Check every line of the following material for the word "beak", then say how many have it, with no other words.
::: RECORDS :::
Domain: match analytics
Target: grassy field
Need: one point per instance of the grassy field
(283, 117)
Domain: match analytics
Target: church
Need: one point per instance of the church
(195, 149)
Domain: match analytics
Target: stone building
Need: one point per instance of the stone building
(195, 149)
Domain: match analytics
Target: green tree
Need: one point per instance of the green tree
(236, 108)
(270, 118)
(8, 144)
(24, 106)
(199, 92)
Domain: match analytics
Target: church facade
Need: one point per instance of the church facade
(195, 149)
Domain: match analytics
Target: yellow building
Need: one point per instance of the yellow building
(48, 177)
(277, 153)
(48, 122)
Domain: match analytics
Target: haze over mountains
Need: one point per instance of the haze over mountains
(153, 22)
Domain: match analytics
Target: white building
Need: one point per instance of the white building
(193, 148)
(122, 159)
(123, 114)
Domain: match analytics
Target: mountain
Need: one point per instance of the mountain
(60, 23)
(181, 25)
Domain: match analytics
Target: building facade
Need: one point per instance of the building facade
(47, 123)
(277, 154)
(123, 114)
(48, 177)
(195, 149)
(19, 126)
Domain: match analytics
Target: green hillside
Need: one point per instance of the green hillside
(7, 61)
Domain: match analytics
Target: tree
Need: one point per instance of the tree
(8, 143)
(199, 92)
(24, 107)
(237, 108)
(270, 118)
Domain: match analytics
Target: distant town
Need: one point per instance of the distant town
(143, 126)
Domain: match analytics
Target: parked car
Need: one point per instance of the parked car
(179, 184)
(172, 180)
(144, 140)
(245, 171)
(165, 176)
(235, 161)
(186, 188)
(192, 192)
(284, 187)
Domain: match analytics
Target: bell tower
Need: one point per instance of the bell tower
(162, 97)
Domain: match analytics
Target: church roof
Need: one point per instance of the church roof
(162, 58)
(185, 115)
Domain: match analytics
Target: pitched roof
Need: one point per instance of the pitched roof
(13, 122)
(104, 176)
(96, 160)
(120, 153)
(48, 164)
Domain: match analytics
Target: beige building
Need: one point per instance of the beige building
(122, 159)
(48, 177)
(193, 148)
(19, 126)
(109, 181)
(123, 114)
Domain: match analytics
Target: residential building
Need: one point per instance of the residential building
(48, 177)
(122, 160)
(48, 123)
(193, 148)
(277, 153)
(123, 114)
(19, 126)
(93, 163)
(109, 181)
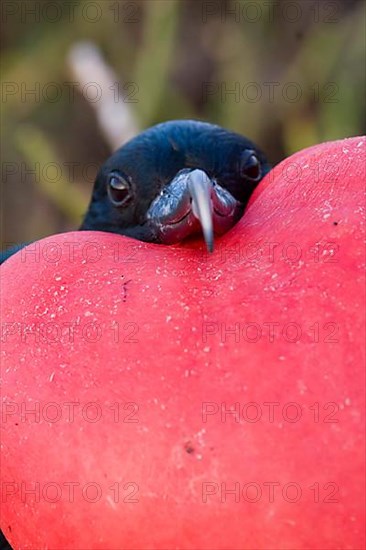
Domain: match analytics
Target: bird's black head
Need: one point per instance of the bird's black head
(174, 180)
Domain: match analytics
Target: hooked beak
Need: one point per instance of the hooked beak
:::
RESULT OF THE EXERCISE:
2